• Records for this exercise:
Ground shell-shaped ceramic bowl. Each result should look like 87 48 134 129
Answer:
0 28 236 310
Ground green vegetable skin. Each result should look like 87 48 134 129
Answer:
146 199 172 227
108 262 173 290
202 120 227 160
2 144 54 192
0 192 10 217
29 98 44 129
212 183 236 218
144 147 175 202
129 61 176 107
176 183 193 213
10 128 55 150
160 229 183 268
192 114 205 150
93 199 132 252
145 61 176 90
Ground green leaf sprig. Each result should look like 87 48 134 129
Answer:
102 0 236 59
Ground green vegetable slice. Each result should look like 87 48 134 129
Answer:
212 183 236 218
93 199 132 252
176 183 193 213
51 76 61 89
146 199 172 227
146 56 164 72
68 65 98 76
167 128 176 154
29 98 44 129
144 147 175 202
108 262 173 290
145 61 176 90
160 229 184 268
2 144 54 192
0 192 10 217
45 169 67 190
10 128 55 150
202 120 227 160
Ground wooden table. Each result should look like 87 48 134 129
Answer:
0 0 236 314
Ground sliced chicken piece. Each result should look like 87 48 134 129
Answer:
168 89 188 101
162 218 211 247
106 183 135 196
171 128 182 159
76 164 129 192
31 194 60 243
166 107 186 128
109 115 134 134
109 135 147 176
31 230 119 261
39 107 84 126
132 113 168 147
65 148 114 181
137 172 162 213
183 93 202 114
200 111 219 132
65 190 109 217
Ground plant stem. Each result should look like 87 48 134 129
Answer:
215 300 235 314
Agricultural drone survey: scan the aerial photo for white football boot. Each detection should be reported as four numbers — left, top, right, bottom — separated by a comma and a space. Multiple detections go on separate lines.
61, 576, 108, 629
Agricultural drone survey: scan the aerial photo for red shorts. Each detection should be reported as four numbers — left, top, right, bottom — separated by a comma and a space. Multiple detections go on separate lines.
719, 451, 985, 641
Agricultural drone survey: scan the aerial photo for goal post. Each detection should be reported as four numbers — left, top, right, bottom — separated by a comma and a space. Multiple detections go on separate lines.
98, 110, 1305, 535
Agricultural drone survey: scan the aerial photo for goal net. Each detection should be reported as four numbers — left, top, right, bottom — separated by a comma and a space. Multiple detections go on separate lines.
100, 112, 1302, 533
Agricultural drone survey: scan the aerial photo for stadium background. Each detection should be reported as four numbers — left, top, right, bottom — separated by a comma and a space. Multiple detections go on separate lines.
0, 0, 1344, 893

...

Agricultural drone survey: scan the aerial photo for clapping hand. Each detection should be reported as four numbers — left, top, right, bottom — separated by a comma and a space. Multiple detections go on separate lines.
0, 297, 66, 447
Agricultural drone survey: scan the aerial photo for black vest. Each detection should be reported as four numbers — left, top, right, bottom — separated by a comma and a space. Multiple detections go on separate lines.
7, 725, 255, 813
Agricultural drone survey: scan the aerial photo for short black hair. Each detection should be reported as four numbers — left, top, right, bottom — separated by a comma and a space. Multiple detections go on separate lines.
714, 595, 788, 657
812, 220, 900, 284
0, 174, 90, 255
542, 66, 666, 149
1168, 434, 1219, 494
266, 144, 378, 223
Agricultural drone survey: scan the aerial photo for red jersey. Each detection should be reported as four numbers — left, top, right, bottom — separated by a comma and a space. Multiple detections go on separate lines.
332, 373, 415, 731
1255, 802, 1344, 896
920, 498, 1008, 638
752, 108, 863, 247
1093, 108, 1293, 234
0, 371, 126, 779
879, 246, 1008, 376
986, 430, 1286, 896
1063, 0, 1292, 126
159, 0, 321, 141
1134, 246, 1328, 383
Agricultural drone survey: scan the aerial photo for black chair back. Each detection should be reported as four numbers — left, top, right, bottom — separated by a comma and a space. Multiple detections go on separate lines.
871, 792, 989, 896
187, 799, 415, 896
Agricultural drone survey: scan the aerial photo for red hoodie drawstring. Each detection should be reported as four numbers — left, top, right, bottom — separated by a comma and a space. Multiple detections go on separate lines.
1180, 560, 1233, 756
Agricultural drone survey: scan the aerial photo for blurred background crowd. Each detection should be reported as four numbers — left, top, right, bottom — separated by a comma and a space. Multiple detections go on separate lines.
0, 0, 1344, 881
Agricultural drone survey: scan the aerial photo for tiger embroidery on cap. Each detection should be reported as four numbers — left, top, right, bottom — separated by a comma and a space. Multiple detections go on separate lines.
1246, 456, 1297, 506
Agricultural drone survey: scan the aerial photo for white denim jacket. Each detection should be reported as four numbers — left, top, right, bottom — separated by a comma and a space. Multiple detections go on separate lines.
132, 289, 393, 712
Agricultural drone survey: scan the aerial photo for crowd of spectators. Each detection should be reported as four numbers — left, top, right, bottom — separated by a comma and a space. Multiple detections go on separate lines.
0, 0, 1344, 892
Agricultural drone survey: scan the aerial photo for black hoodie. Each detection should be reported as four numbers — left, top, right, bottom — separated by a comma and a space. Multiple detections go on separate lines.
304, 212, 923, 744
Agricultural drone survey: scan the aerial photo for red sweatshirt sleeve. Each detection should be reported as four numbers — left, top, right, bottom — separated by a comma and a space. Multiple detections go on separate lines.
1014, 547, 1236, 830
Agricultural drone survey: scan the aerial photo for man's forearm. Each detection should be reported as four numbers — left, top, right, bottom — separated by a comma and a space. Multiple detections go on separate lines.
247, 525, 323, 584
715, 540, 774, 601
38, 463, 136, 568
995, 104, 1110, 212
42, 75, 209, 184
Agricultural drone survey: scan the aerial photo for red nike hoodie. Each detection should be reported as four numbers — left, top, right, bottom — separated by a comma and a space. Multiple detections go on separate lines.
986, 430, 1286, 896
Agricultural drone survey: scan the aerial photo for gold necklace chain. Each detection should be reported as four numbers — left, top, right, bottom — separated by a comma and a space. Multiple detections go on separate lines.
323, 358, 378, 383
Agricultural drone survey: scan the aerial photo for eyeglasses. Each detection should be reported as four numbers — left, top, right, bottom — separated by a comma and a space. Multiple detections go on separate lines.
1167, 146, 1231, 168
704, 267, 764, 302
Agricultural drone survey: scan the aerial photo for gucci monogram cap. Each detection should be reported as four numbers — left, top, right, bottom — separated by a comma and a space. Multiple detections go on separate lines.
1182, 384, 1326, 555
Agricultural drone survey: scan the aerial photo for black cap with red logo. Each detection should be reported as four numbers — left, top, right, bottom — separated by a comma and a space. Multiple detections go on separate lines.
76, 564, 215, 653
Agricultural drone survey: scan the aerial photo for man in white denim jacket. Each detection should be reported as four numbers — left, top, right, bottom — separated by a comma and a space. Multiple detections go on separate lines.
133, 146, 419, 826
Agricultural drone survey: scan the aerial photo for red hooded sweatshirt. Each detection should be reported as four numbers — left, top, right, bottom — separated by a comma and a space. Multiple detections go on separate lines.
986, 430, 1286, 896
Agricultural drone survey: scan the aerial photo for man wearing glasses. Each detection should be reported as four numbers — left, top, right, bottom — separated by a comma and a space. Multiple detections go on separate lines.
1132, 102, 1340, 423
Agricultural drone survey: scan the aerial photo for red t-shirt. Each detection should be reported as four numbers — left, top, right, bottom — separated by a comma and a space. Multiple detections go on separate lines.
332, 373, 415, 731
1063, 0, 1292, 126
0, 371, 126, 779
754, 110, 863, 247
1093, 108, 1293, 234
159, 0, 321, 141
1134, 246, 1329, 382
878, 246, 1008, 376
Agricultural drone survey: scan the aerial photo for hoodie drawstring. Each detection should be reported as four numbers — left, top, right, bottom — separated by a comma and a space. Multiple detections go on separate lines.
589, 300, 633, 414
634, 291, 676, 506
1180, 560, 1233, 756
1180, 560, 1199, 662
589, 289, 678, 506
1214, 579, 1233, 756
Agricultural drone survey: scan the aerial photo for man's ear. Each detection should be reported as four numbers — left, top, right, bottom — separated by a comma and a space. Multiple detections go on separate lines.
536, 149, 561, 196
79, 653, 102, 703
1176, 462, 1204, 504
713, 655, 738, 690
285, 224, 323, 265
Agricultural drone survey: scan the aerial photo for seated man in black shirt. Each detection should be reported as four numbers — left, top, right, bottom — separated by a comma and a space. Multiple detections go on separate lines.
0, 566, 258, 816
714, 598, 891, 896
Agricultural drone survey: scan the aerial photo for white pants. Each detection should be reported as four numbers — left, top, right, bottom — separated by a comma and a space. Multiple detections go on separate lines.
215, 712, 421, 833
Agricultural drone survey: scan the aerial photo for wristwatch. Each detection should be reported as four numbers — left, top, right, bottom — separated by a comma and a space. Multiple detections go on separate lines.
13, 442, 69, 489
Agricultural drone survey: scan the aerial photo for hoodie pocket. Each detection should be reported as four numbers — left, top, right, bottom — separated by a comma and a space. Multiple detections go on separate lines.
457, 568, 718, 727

• Work required:
Reproduce the records above word for word, starting at the line that contains "Agricultural drone survey: scan the aerial photo for clapping" and ending at the line that contains "1246, 456, 1297, 506", with both of those lines included.

• Correct result:
Agricultural drone survey: scan the aerial photo for clapping hand. Each detection should be reported as four numbers — left, top, right, bottom — separated by a comma and a space. Multiple detections go on separate lines.
0, 297, 66, 447
Agricultural drone survey: scan the aerial photo for black vest. Each detection should be reported as four numbers — left, top, right, bottom — separated by a comma and a space. Multiple detections go on separate lines.
7, 725, 255, 813
Agricultural drone survey: scan the aerial photo for short black hair. Each detection should be reported as four numbers — left, top, right, bottom — separated by a comma and a space. Multiple detections go on separate lines.
714, 595, 788, 657
812, 220, 900, 284
0, 174, 90, 255
542, 66, 666, 149
1168, 434, 1219, 494
266, 144, 378, 223
Agricultural drone survey: scan the aerial photo for red jersey. Each detection should be reported as four numbers — left, top, right, bottom — separated by a comma and a space. Multiple detections go on separate lines.
332, 373, 415, 731
1255, 802, 1344, 896
920, 498, 1008, 638
752, 108, 863, 247
1093, 108, 1293, 234
0, 371, 126, 779
879, 246, 1008, 376
986, 430, 1286, 896
1063, 0, 1292, 126
159, 0, 321, 141
1134, 246, 1328, 383
Agricultural drone survey: scan the aerial photo for black chair back. Each detection should be reported as four numbers — left, top, right, bottom — separated by a comma and a space. Multiple detections go on separate lines.
871, 792, 989, 896
187, 799, 415, 896
Agricultural drone survey: scan the aerial photo for red hoodie drawstring. Each detection should be reported as four numbers — left, top, right, bottom — separated by a comma and a space. Multiple detections go on separate lines.
1180, 560, 1233, 756
Agricultural drone survey: scan the aerial photo for blurred background crowd. Each detection should be reported as four numbers — left, top, right, bottom — separated by a comma and a space. Multiple detections go on separate lines.
0, 0, 1344, 881
Agricultural drone survey: scan the aerial photo for tiger embroidery on cap. Each detection should be reported as four numbers — left, top, right, bottom — separated by a comma and a space. Multiple detections go on separate lines.
1246, 456, 1297, 506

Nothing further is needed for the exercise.